-- Start Excerpt --
I am running this Delta Live Tables PoC from databricks-industry-solutions/industry-solutions-blueprints
https://github.com/databricks-industry-solutions/pos-dlt
I have Standard_DS4_v2 with 28GB and 8 cores x 2 workers - so a total of 16 cores. This is more than what Databricks recommends for this PoC (Standard_DS3_v2 with 4 cores x 2 workers).
There are 5 notebooks in the PoC. I have run Notebook 1 and 2 individually without errors.
-- End Excerpt --
-- Start Supplied entries --
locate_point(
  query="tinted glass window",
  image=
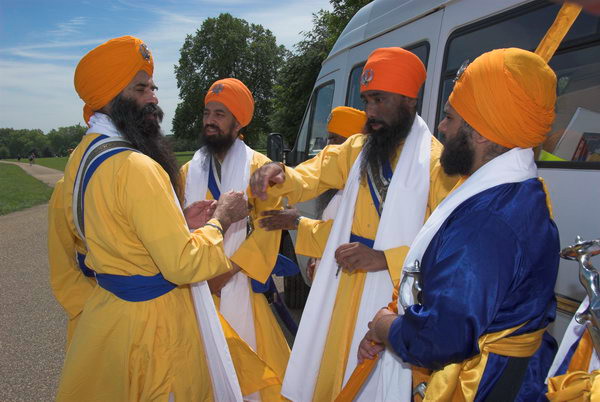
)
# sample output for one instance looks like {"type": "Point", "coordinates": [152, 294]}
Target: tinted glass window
{"type": "Point", "coordinates": [318, 128]}
{"type": "Point", "coordinates": [576, 63]}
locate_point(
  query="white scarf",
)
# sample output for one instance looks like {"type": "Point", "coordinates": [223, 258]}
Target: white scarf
{"type": "Point", "coordinates": [402, 216]}
{"type": "Point", "coordinates": [513, 166]}
{"type": "Point", "coordinates": [573, 334]}
{"type": "Point", "coordinates": [236, 303]}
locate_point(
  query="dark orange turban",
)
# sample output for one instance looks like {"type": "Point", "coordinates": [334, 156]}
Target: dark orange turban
{"type": "Point", "coordinates": [393, 69]}
{"type": "Point", "coordinates": [346, 121]}
{"type": "Point", "coordinates": [235, 96]}
{"type": "Point", "coordinates": [106, 70]}
{"type": "Point", "coordinates": [508, 96]}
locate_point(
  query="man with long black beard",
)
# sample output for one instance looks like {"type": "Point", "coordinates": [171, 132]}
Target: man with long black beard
{"type": "Point", "coordinates": [487, 256]}
{"type": "Point", "coordinates": [225, 163]}
{"type": "Point", "coordinates": [392, 180]}
{"type": "Point", "coordinates": [120, 252]}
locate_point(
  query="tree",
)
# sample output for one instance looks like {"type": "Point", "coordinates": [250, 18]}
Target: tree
{"type": "Point", "coordinates": [226, 47]}
{"type": "Point", "coordinates": [299, 72]}
{"type": "Point", "coordinates": [64, 139]}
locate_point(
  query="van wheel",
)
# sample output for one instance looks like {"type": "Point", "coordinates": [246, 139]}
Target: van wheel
{"type": "Point", "coordinates": [296, 291]}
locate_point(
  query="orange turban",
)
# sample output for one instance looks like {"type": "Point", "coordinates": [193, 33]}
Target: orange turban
{"type": "Point", "coordinates": [346, 121]}
{"type": "Point", "coordinates": [393, 69]}
{"type": "Point", "coordinates": [508, 96]}
{"type": "Point", "coordinates": [235, 96]}
{"type": "Point", "coordinates": [106, 70]}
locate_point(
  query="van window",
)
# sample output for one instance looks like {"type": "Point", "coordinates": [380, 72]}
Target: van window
{"type": "Point", "coordinates": [353, 93]}
{"type": "Point", "coordinates": [321, 106]}
{"type": "Point", "coordinates": [575, 135]}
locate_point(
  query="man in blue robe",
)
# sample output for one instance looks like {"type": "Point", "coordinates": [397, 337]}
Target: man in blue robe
{"type": "Point", "coordinates": [488, 255]}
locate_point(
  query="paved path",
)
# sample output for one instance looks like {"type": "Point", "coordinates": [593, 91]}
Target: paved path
{"type": "Point", "coordinates": [32, 328]}
{"type": "Point", "coordinates": [42, 173]}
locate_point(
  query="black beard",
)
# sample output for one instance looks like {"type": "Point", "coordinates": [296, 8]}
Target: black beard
{"type": "Point", "coordinates": [458, 154]}
{"type": "Point", "coordinates": [141, 127]}
{"type": "Point", "coordinates": [382, 144]}
{"type": "Point", "coordinates": [218, 143]}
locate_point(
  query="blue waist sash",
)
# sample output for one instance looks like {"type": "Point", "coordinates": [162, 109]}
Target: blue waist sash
{"type": "Point", "coordinates": [84, 268]}
{"type": "Point", "coordinates": [356, 238]}
{"type": "Point", "coordinates": [135, 287]}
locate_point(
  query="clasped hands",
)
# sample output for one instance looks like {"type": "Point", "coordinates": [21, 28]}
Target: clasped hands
{"type": "Point", "coordinates": [374, 340]}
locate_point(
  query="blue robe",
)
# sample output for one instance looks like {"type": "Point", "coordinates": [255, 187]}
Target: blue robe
{"type": "Point", "coordinates": [491, 266]}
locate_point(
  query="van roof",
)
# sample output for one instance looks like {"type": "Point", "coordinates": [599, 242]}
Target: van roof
{"type": "Point", "coordinates": [381, 16]}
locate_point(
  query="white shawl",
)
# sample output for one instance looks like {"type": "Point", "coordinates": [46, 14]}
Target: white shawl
{"type": "Point", "coordinates": [401, 219]}
{"type": "Point", "coordinates": [513, 166]}
{"type": "Point", "coordinates": [236, 305]}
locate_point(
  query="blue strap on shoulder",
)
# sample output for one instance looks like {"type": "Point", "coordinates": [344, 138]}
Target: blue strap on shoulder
{"type": "Point", "coordinates": [387, 173]}
{"type": "Point", "coordinates": [132, 288]}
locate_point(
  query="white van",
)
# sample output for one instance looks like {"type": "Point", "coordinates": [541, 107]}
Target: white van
{"type": "Point", "coordinates": [446, 33]}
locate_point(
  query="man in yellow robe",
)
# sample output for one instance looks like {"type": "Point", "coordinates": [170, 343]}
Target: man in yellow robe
{"type": "Point", "coordinates": [312, 234]}
{"type": "Point", "coordinates": [116, 210]}
{"type": "Point", "coordinates": [392, 180]}
{"type": "Point", "coordinates": [226, 163]}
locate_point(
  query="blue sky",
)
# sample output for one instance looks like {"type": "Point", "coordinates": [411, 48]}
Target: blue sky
{"type": "Point", "coordinates": [42, 41]}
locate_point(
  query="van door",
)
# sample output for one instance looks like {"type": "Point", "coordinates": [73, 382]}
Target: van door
{"type": "Point", "coordinates": [569, 161]}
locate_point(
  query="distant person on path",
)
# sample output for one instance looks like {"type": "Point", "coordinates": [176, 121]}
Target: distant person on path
{"type": "Point", "coordinates": [137, 337]}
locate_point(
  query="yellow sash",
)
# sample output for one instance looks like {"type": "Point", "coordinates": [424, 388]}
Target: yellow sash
{"type": "Point", "coordinates": [579, 386]}
{"type": "Point", "coordinates": [459, 381]}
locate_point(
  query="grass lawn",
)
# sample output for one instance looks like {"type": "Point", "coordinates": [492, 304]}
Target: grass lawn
{"type": "Point", "coordinates": [53, 163]}
{"type": "Point", "coordinates": [19, 190]}
{"type": "Point", "coordinates": [60, 162]}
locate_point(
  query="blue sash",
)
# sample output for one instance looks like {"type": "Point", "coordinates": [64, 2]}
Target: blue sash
{"type": "Point", "coordinates": [130, 288]}
{"type": "Point", "coordinates": [387, 173]}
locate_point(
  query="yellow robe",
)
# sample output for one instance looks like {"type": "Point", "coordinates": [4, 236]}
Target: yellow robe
{"type": "Point", "coordinates": [256, 256]}
{"type": "Point", "coordinates": [330, 169]}
{"type": "Point", "coordinates": [120, 350]}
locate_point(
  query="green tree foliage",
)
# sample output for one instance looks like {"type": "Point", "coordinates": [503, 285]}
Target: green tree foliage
{"type": "Point", "coordinates": [58, 142]}
{"type": "Point", "coordinates": [301, 67]}
{"type": "Point", "coordinates": [226, 47]}
{"type": "Point", "coordinates": [24, 142]}
{"type": "Point", "coordinates": [64, 139]}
-- End Supplied entries --
Problem set:
- A) Going by the Delta Live Tables post, how many cores does the poster's cluster have altogether?
- B) Carry on writing the Delta Live Tables post from its final sentence.

Written answers:
- A) 16 cores in total (8 cores on each of 2 workers).

- B)
However when I execute the entire PoC from the RUNME.py orchestrator, it fails on Notebook 2 with this error:
Unexpected failure while waiting for the cluster (0608-160733-23lp3pel) to be ready: Cluster 0608-160733-23lp3pel is in unexpected state Terminated: AZURE_QUOTA_EXCEEDED_EXCEPTION (CLIENT_ERROR): azure_error_code:QuotaExceeded, azure_error_message: Operation could not be completed as it results in exceeding approved standardDSv2Family Cores quota. Additional details - Deployment Model: Resource Manager, Location: eastus, Current Limit: 32, Current Usage: 24, Additional Required: 16, (Minimum) New Limit Required: 40. Submit a request for Quota increase at https://aka.ms/ProdportalCRP/#blade/Microsoft_Azure_Capacity/UsageAndQuota.ReactView/Parameters/%7B%...<......long url parameters list>...................
I have tried increasing the quota, but same error, so I dont think it is the Quota increase. There seems always a need for more and more vCPUs. This is the Inner exepction:
AssertionError: Job Run failed:
---------------------------------------------------------------------------
AssertionError Traceback (most recent call last)
File <command-2270064480735889>:3
1 dbutils.widgets.dropdown("run_job", "False", ["True", "False"])
2 run_job = dbutils.widgets.get("run_job") == "True"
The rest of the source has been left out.